• Extrait fourni:
= = =

Chroniques noires et partisanes

Étiquette : elliot ackerman

2034 de Elliot Ackerman et James Stavridis / Gallmeister

Traduction: Janique Jouin-de Laurens

Sa petite flottille se trouvait à douze miles nautiques du récif Mischief, dans les îles Spratleys, une zone depuis longtemps disputée, et effectuait ce qu’on nommait par euphémisme une « patrouille de liberté de navigation. » Elle détestait ce terme. Comme souvent dans l’armée, il était destiné à donner une apparence trompeuse à leur mission, qui n’était qu’une provocation pure et simple. Ces eaux étaient indéniablement des eaux internationales, tout au moins d’après les conventions établies par la loi maritime, mais la République populaire de Chine les revendiquait comme eaux territoriales. Imaginez que votre voisin ait légèrement déplacé sa clôture sur votre propriété et qu’en représailles vous laissiez volontairement d’énormes marques de pneus sur la pelouse dont il est si fier ; voilà à quoi revenait le droit de fait de traverser le très contesté archipel Spratleys avec sa flotille. Et c’est ce que les Chinois faisaient maintenant depuis des décennies, déplacer la clôture, un peu plus loin, un peu plus loin et encore un peu plus loin, jusqu’à revendiquer la totalité du Pacifique Sud.

 Donc… il était temps de laisser des marques de pneus sur la pelouse.

La capitaine Sarah Hunt est à la tête des trois destroyers qui laissent des marques en mer de Chine.
Chris « Wedge » Mitchell est pilote, comme ses père, grand-père et arrière grand-père avant lui. Il teste un système de brouillage dans les limites du ciel iranien.
Tous deux font face à une situation critique, des incidents isolés concomitants propres à remettre en cause les équilibres géopolitiques mondiaux. Le pilote se retrouve sur le sol iranien, prisonnier des gardiens de la révolution, après que son avion ait été détourné grâce à une technologie avancée. La seconde, en voulant sauver un chalutier chinois, est encerclée puis torpillée par une escadre de l’armée nationale populaire chinoise. Les deux sont de surcroît privés de tout moyen de communication avec leurs hiérarchies. Un troisième personnage, travaillant à la Maison Blanche, fait le lien entre les histoires des deux autres, Sandeep Chowdhury, conseiller adjoint à la sécurité nationale.

= = =

Lignes d'un jeu de données de pointage
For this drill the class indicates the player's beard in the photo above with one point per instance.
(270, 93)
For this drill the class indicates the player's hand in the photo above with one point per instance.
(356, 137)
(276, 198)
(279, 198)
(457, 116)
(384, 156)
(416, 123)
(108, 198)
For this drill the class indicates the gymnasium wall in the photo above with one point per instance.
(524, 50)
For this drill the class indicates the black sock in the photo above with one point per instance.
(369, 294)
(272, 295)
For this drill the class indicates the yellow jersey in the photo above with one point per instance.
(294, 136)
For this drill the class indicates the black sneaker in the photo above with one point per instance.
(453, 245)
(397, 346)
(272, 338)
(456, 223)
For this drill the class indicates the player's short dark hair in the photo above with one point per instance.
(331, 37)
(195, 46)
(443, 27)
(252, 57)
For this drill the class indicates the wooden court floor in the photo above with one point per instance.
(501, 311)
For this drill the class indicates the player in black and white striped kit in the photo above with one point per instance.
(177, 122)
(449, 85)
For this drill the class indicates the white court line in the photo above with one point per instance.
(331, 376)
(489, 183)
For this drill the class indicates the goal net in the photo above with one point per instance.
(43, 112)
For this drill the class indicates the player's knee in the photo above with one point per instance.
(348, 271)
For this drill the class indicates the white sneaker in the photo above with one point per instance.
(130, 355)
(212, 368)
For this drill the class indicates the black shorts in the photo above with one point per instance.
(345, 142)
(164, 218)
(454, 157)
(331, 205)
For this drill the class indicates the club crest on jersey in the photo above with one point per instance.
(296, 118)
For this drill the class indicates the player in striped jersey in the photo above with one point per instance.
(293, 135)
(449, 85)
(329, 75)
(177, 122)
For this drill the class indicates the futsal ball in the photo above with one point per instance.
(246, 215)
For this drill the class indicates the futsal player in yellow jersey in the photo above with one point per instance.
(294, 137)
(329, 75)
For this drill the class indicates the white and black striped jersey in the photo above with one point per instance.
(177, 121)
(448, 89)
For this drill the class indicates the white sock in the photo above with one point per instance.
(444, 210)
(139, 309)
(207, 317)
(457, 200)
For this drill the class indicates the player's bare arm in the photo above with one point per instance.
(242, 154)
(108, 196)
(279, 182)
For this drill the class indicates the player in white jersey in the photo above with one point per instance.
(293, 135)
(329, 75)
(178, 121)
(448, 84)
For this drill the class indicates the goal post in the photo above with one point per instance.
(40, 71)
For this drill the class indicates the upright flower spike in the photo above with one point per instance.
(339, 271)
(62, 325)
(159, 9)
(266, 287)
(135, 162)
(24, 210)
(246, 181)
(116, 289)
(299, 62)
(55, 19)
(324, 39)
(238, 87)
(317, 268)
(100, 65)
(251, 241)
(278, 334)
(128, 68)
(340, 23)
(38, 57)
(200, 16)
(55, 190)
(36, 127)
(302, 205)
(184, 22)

= = =

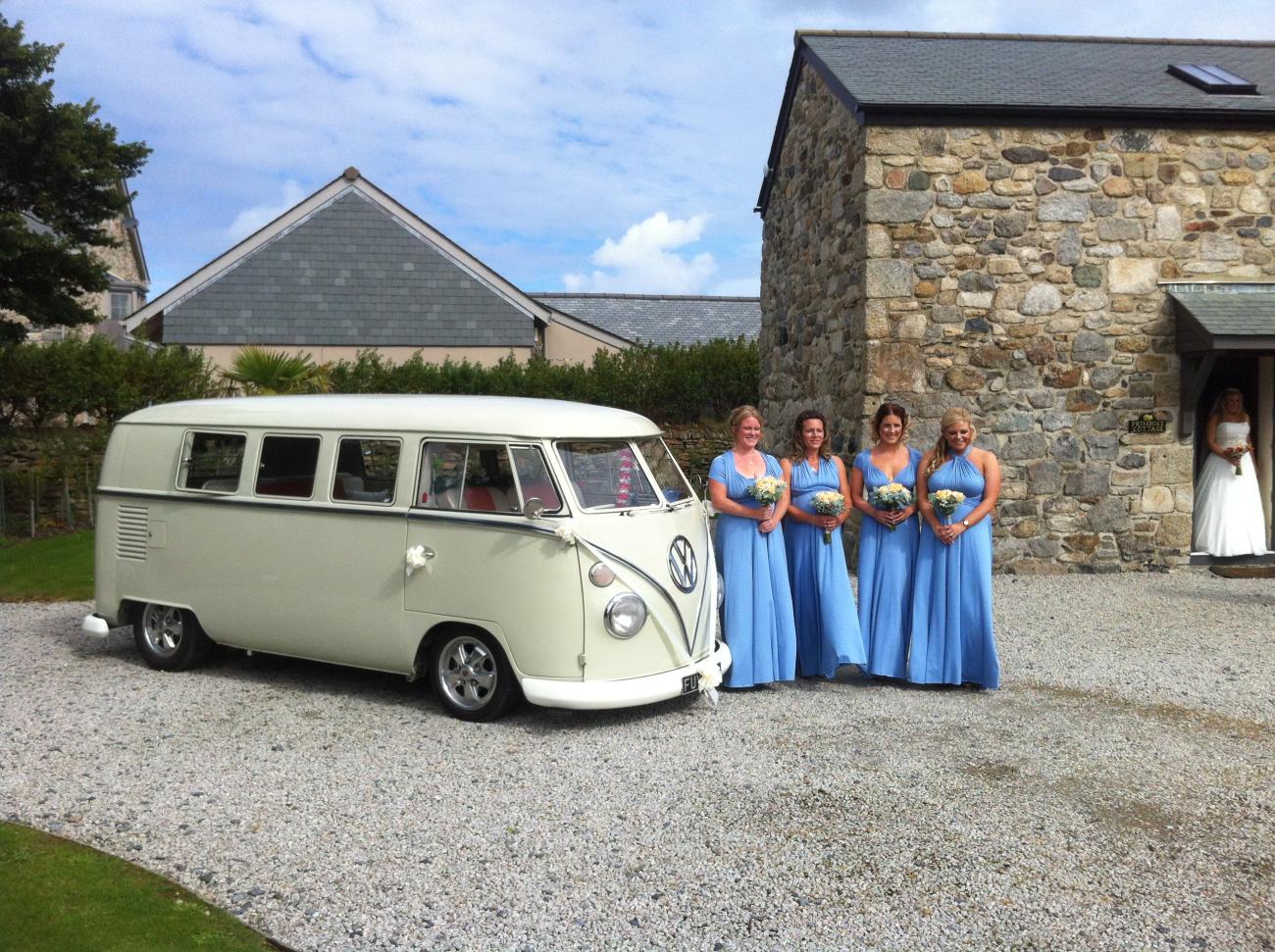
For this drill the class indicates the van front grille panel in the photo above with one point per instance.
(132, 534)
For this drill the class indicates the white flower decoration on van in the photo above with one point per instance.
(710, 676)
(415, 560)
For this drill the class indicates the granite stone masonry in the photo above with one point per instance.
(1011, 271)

= = =

• Consignes:
1. Répondez brièvement à ces questions sur l'extrait consacré au roman 2034.
(a) À combien de miles nautiques du récif Mischief la flottille se trouvait-elle ?
(b) Combien de destroyers la capitaine Sarah Hunt commande-t-elle ?
(c) Quelle fonction Sandeep Chowdhury occupe-t-il à la Maison Blanche ?
2. Prolongez l'extrait consacré au roman 2034 à partir de sa dernière phrase.

• Corrigé des exercices:
1.
(a) Douze miles nautiques.
(b) Trois destroyers.
(c) Conseiller adjoint à la sécurité nationale.

2.
On comprend assez vite que les chemins de ces personnages vont se croiser, c’est une construction assez classique. Ce qui change du tout au tout c’est le décor, et là il faut reconnaître que les deux auteurs, l’écrivain et ex-militaire Elliot Ackerman et l’amiral James Stavridis, ancien commandant de l’Otan en Europe, savent promptement bâtir une situation critique haletante, effrayante et asphyxiante, digne de ce que le polar ou le roman politique savent faire de mieux.
« 2034 » débute le 12 mars 2034 à 14h47. Page 59, à 18h42, une guerre commence dans laquelle les trois personnages cités deviennent les jouets et les monnaies d’échange d’un jeu qui n’a rien de plaisant. Tous trois se débattent, chacun selon ses moyens, dans ce qui n’est pas encore une guerre mondiale.
À la manœuvre il y a trois hauts gradés chinois dont on sait peu de choses, qui enferment les Américains dans une nasse qui se révèle quasi inextricable.

 — San Diego et Galveston.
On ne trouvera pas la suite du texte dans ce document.